Cuma, Aralık 27, 2024
No menu items!
Kültür & SanatGüzel YazılarTürkçeyi böyle birinden öğrendim

Türkçeyi böyle birinden öğrendim

Ak benizli bir kadındı.
“Yakağan” sineği çok olduğundan “cibindirik”te yatardı.
Er yatar, er kalkardı.
Daha üstüne gün doğmamıştı.
Ramazanda “er ekmeğini” yedi mi yatmazdı. Sümerbank bezinden diktiği “dolama”sını giyer, sabahın serinliğinde “delme”sini sırtından eksik etmezdi.
İçinde “göynek” olurdu.
“Ak yağlığını” “yağlınır”, gök “çekisini” alnına çekerdi.
Bir yere giderken “bürgü”sünü bürünürdü. Delinen örgü çorabını “gözerdi”.
Naylon ayakkabıları “yoraklıydı”.
Bir de “şibidik”i vardı.
“Örtme”deki kuzuları salar, koşuştuklarını görünce “çenikmişler bunlar” diye severdi. “Kuzuluğun kapısalığını” sağlam bağlardı; yoksa kuzular anaları dağdan gelince emişirler, buğdaylığa dalarlarsa “tenelerlerdi”.
İneğini nahıra sürerdi.
Yaz günü inekleri “gövelek” tutardı.
Buzağısının “örmesi” kendi ellerinin ürünüydü. Dere kenarında yün yur, çul tokuçlardı.
Yunak”ta çocuklarını çimdirir, yunak taşında “sırtlarını” “sırkıtırdı”.
Evlatları iyiyse dirlik bulurdu, kötüyse “dirliği dışlığı kalmazdı”.
Çocuklarını ağlatmazdı, “uğundurmazdı”.
Kötü haberlerini alsa “yayan yapıldak” yollara düşerdi.
Anasını anımsadıkça ağıt yakar ağlardı.
Köyde biri ölse “ölgü” evine giderdi.

================

Görev A ::
Listede "the blue headscarf." ifadesini içeren satırdan listenin sonuna kadar, her iki uç dahil, bütün satırları yeniden yaz. Bunu yaparken yalnızca sınır kutusu koordinatlarındaki her sayıyı 46 artır.

================

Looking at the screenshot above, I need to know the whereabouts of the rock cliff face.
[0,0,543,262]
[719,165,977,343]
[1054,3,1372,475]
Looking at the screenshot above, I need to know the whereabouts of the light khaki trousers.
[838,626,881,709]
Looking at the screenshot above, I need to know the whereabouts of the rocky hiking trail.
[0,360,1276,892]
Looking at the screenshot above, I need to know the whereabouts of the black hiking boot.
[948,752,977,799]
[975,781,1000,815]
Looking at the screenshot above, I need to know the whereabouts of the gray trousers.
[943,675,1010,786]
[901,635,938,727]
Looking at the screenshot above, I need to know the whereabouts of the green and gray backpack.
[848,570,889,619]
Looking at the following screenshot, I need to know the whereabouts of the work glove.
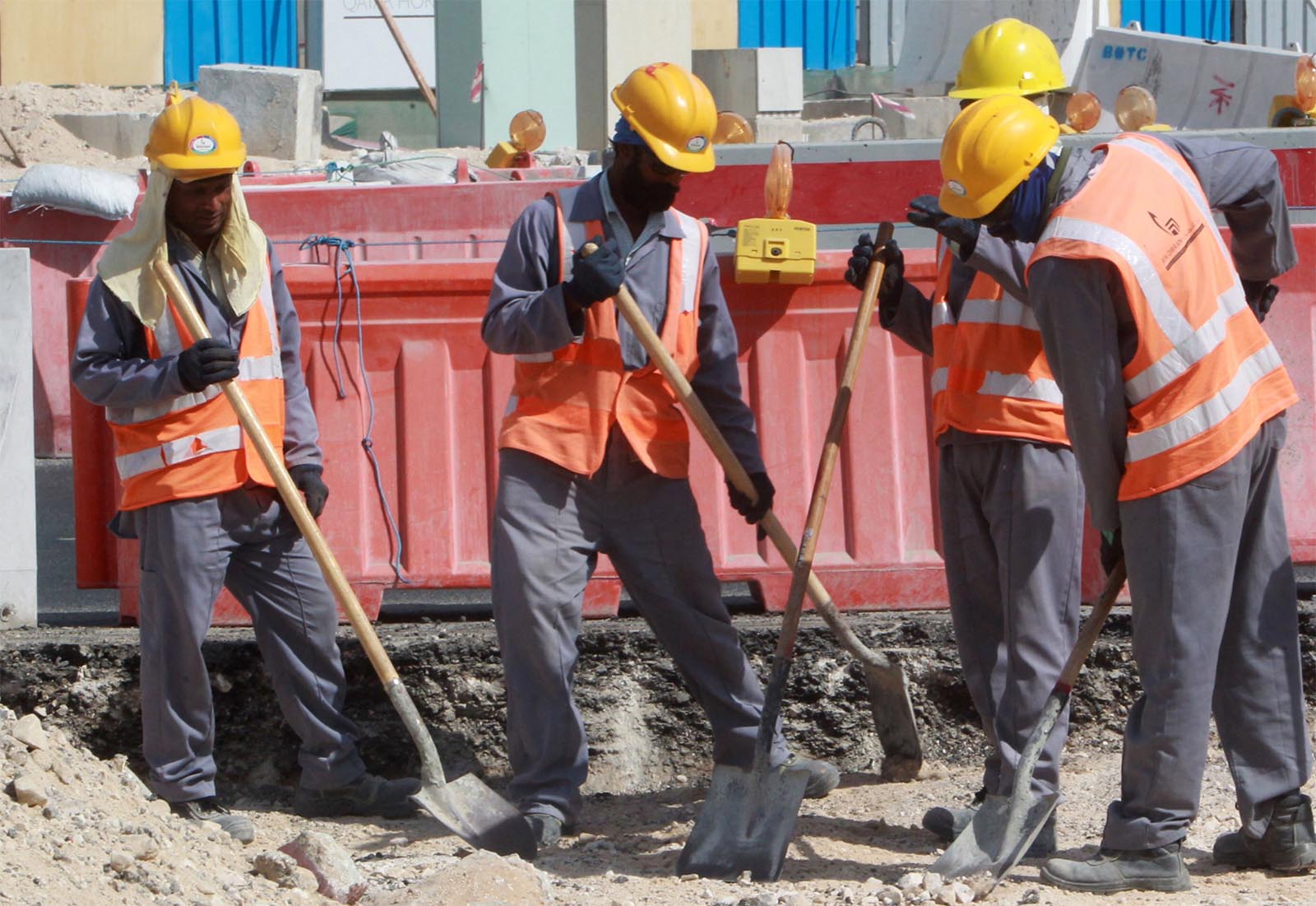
[726,472,776,526]
[178,338,239,393]
[845,233,904,305]
[562,235,627,308]
[1101,529,1124,575]
[288,465,329,519]
[1242,281,1279,329]
[906,195,978,258]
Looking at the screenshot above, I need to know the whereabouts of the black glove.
[288,465,329,519]
[562,235,627,308]
[845,233,904,304]
[1101,529,1124,575]
[906,195,978,258]
[178,338,239,393]
[1242,281,1279,329]
[726,472,776,526]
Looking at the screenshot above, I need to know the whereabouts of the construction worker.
[846,18,1083,857]
[72,91,419,843]
[483,63,838,847]
[939,96,1316,893]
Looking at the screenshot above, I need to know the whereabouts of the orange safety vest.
[105,261,283,509]
[1029,133,1298,500]
[498,188,708,478]
[932,248,1068,446]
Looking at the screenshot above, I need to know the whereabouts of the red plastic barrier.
[70,225,1316,620]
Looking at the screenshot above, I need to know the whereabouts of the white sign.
[324,0,436,91]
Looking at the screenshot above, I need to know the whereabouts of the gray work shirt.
[1021,133,1298,531]
[70,230,322,532]
[482,171,765,474]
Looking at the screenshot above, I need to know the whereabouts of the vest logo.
[1147,211,1179,235]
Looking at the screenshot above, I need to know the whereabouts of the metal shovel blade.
[932,792,1059,886]
[864,664,923,781]
[676,765,809,881]
[412,774,537,860]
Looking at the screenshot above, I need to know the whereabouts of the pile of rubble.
[0,706,549,906]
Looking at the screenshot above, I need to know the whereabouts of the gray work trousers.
[938,439,1083,796]
[133,486,364,802]
[1103,416,1311,849]
[492,430,787,825]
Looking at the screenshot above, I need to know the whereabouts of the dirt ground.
[0,605,1316,906]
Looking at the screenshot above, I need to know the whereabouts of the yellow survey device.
[735,217,818,283]
[735,142,818,285]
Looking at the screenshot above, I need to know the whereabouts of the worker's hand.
[906,195,978,258]
[288,465,329,519]
[178,338,239,393]
[1242,281,1279,329]
[562,235,627,308]
[726,472,776,526]
[1101,529,1124,575]
[845,233,904,304]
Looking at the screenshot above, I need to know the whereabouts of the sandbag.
[9,163,140,220]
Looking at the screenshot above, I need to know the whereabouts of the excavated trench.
[0,602,1316,803]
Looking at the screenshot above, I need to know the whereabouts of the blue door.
[164,0,298,83]
[739,0,854,70]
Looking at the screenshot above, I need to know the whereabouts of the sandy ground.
[0,710,1316,906]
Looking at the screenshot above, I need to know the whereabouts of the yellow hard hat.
[950,18,1068,97]
[938,95,1061,219]
[612,63,717,173]
[146,94,246,182]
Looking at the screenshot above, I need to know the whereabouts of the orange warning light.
[1114,86,1156,132]
[1294,57,1316,114]
[1064,91,1101,132]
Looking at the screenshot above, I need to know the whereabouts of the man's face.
[617,145,686,212]
[164,174,233,242]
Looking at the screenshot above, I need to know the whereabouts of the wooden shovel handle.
[776,222,895,658]
[154,261,399,686]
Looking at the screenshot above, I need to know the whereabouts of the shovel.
[932,560,1128,897]
[581,242,923,779]
[146,261,535,858]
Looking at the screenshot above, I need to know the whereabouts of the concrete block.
[691,48,804,117]
[55,112,155,156]
[0,249,37,631]
[750,114,804,143]
[197,63,324,160]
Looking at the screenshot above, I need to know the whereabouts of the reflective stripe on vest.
[107,261,283,509]
[1029,134,1298,500]
[498,188,708,478]
[930,248,1068,445]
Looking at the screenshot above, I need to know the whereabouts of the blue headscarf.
[612,116,645,145]
[1009,154,1055,242]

================

Görev B ::
Köylü kadını anlatan yazıdan "Kültür & SanatGüzel" ile "üstüne gün doğmamıştı." arasındaki bölümü, ikisi de dahil olmak üzere, hiç değiştirmeden tekrar yaz.

Nihai sonuç A ::
Looking at the screenshot above, I need to know the whereabouts of the blue headscarf.
[658,162,691,191]
[1055,200,1101,288]

Nihai sonuç B ::
Kültür & SanatGüzel YazılarTürkçeyi böyle birinden öğrendim

Türkçeyi böyle birinden öğrendim

Ak benizli bir kadındı.
“Yakağan” sineği çok olduğundan “cibindirik”te yatardı.
Er yatar, er kalkardı.
Daha üstüne gün doğmamıştı.